▸ **Rows from a pointing dataset**
--- begin ---

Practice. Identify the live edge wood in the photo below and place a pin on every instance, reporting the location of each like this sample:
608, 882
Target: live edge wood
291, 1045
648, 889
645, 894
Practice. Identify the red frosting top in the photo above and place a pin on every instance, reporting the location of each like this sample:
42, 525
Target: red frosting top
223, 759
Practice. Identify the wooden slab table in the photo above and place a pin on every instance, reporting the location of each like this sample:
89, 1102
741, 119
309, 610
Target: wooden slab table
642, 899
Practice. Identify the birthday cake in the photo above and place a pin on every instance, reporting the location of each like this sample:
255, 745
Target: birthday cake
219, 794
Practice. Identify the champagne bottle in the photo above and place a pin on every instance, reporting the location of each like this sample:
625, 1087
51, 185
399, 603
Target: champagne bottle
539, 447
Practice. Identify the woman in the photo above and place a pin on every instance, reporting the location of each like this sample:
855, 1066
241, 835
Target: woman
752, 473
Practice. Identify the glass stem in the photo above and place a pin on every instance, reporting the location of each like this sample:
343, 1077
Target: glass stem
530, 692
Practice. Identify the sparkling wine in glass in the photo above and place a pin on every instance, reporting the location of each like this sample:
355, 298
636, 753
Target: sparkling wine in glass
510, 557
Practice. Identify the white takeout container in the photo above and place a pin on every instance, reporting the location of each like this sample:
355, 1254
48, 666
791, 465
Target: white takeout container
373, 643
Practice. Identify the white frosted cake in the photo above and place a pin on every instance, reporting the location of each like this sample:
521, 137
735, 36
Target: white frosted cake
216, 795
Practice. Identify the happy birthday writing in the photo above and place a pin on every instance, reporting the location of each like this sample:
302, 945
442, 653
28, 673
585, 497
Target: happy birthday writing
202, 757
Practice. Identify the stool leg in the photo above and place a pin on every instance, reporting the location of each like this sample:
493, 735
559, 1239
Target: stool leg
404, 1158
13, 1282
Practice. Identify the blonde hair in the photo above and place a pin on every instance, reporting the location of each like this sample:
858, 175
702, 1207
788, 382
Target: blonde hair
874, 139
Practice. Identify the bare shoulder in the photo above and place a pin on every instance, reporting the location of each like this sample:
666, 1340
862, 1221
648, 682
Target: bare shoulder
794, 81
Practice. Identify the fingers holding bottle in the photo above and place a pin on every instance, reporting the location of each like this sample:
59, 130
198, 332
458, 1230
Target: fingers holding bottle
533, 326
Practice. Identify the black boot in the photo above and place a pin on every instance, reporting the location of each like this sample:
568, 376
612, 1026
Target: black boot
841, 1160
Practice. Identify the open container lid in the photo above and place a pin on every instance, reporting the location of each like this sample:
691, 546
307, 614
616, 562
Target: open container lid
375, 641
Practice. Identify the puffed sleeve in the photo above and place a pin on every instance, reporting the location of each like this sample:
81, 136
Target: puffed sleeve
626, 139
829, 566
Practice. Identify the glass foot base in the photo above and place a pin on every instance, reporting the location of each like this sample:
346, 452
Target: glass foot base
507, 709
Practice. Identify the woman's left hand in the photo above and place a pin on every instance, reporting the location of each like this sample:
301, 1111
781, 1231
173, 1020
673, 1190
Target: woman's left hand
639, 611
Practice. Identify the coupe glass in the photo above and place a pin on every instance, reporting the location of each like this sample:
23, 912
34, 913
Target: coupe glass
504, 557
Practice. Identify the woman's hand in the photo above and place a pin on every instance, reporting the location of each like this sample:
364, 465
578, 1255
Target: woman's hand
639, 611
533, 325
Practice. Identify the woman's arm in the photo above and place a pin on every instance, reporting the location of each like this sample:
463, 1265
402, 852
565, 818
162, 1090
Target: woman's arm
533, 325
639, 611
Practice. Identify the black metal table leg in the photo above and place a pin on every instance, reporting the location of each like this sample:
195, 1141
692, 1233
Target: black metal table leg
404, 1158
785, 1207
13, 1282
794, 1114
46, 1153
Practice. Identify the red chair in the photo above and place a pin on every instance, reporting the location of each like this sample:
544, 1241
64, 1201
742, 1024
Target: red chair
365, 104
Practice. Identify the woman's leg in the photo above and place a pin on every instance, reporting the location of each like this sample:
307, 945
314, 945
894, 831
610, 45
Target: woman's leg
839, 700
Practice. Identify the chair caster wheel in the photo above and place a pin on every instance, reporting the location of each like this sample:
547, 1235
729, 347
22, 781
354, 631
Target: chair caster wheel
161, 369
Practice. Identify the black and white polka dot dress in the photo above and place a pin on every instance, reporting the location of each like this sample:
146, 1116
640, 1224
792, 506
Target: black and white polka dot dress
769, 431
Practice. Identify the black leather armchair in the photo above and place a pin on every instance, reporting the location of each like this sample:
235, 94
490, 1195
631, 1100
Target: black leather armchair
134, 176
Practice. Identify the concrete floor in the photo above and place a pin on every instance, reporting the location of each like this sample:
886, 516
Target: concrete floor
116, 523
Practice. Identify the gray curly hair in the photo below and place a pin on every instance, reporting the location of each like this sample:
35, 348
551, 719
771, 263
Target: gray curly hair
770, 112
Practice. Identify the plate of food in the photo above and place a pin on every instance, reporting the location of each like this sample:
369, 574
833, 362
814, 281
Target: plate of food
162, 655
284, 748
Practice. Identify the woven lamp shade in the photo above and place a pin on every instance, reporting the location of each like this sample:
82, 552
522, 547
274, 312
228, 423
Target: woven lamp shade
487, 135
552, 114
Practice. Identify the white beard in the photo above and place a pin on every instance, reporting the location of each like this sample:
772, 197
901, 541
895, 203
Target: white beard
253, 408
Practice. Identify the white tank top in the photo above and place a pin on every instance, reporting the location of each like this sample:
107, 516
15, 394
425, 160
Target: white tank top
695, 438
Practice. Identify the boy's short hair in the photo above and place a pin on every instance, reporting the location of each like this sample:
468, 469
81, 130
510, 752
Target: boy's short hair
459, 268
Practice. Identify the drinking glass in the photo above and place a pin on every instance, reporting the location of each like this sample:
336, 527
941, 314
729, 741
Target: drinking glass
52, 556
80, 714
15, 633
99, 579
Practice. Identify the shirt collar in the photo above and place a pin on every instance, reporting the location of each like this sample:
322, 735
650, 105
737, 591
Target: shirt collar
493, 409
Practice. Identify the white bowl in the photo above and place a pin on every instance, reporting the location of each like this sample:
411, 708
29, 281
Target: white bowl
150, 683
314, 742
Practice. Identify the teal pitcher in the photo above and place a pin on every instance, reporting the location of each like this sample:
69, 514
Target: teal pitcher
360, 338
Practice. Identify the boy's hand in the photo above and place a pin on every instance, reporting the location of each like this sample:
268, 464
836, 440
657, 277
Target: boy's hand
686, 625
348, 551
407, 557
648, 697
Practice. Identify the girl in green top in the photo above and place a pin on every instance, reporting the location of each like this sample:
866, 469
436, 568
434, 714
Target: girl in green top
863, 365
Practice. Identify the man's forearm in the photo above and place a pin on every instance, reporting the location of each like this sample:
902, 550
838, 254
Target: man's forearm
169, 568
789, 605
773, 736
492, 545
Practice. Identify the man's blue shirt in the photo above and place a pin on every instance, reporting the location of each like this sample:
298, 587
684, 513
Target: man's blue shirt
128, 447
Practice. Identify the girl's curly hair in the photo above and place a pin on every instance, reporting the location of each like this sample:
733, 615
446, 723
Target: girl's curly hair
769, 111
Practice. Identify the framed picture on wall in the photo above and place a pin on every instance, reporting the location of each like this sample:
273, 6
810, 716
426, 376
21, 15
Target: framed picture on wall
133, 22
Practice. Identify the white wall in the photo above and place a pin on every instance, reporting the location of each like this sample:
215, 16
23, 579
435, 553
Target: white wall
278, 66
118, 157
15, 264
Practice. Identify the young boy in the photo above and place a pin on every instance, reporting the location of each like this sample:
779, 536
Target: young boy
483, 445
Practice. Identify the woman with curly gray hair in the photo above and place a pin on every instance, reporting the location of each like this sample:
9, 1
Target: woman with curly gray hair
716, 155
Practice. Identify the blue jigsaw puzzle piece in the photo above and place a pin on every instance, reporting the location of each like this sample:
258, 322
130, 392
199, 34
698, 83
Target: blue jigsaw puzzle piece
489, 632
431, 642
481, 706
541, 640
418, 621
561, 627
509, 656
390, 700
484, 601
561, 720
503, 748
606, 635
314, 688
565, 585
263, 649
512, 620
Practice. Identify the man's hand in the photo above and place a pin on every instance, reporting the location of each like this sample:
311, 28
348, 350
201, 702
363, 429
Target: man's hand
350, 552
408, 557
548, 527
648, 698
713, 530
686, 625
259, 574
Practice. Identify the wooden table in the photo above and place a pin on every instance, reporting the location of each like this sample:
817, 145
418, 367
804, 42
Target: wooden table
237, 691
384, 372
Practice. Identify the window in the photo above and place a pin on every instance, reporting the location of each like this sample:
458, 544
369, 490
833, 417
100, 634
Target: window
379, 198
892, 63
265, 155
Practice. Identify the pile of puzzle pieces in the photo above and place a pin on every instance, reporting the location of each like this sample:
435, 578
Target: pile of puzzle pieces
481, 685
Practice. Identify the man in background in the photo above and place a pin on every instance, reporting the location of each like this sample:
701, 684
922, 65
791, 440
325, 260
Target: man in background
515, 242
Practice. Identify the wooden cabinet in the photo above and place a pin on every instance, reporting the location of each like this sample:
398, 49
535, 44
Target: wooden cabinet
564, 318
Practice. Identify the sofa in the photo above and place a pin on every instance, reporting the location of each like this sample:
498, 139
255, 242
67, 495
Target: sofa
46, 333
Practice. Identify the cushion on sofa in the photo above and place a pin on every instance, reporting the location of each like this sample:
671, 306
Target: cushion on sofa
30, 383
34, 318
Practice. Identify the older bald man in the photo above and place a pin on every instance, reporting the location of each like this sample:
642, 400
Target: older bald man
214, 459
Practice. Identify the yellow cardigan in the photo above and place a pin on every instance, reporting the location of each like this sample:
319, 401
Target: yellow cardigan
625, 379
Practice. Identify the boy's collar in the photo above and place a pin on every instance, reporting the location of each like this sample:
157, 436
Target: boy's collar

--- end ---

▸ **Problem statement**
Transcribe the records above exactly, but only from the line that contains "Practice. Identify the older" through their final line, inclusive.

▸ **Complete answer**
Practice. Identify the older bald man in the photo above and place a pin on every instance, reporting the location of each like this sample:
642, 400
Target: older bald man
214, 459
Practice. Identify the yellow cardigan in the photo above and place a pin on every instance, reporting the location of each like this sample:
319, 401
Target: yellow cardigan
625, 379
Practice. Identify the boy's collar in the photo above and place a pin on every instance, reporting the location of each like this sample:
157, 436
Target: boy's collar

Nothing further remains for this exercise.